Vi invitiamo alla presentazione del testo con collegamento ZOOM Lunedì prossimo 25 ottobre dalle 18.00 alle 18.20. Saranno presenti alcuni autori. Il link per il collegamento è già stato inviato alle scuole.

Ecco alcuni tralci di invito alla lettura

«In ascolto della bellezza» è nato così, da questa esigenza di ridare alla scuola la dignità di essere il luogo in cui ci si interroga sulla possibilità di incontrare Dio attraverso la letteratura, l’arte, la matematica e il creato; di essere luogo in cui si può realizzare questo incontro, accompagnando gli alunni a comprendere e a sperimentare come l’essere umano, fatto di carne e ossa, intelligenza e visioni, possa entrare in comunione con il Creatore. (Marilisa Miotti – dalla Premessa)

Le parole di papa Francesco sopra citate [Christus Vivit 223] sono più che sufficienti per rendere ragione della fatica fatta per comporre il testo «In ascolto della bellezza» e raccomandarne la lettura. Attraverso una bellezza maggiore il canto di Orfeo ammalia e conquista le sirene, spiazzandole nel loro stesso campo, quello del canto e della bellezza che attira, seduce e appassiona. La strategia – e anche la scommessa – del presente testo, che cerca di rendere sistematica la formidabile intuizione del successore di Pietro, ci invita non a lavorare in forma oppositiva rispetto alla cultura attuale, ma in ottica propositiva rispetto ad essa. È la forza e la debolezza della bellezza, che non ha nulla di costringente e negativo, ma si impegna positivamente a stupire la mente, aprire i sensi, incantare l’esistenza e rallegrare il cuore. (Rossano Sala – dalla Post-fazione)

#### Compito da svolgere:
Puoi riportare, parola per parola, il tratto del testo estratto che va da "Vi invitiamo alla" fino a "inviato alle scuole."?

#### Set di dati:

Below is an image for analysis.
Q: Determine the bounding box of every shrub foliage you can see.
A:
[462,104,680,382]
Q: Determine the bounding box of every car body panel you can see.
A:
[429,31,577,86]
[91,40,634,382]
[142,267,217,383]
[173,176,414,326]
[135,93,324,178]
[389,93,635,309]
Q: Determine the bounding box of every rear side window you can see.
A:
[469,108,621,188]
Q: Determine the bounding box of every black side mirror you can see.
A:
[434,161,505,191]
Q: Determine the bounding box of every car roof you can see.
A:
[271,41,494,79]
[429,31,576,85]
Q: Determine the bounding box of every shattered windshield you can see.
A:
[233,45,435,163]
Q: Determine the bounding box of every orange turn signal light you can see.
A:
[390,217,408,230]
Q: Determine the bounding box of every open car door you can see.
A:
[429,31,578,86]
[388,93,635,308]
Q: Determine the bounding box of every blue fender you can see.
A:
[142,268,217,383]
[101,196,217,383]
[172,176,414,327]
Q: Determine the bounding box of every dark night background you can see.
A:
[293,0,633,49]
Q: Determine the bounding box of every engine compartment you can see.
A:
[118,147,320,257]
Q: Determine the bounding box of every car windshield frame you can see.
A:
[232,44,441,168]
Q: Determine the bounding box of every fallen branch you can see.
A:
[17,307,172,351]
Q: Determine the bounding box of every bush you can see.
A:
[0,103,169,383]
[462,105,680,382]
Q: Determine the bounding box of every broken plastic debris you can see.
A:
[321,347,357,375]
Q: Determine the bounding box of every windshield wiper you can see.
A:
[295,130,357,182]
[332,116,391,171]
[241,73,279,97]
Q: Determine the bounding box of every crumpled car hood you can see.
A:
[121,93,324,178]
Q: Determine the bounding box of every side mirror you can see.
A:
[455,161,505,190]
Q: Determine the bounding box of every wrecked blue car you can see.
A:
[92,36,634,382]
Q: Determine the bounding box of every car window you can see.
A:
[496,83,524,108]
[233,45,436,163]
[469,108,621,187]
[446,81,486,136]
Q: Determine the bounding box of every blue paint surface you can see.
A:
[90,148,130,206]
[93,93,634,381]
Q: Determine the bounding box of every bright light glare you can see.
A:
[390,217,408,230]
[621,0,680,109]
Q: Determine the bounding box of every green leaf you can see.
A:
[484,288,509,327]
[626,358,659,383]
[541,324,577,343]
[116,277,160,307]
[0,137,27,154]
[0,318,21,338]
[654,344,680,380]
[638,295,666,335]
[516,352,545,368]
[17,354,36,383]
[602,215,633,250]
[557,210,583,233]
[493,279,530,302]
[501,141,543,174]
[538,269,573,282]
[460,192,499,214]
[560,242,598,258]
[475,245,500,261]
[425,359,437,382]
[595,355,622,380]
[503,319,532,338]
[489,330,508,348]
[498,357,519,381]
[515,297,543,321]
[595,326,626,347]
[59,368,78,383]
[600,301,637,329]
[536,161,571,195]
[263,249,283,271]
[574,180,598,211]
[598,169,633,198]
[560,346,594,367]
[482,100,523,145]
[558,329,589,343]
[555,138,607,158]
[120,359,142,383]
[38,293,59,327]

#### Il risultato:
Vi invitiamo alla presentazione del testo con collegamento ZOOM Lunedì prossimo 25 ottobre dalle 18.00 alle 18.20. Saranno presenti alcuni autori. Il link per il collegamento è già stato inviato alle scuole.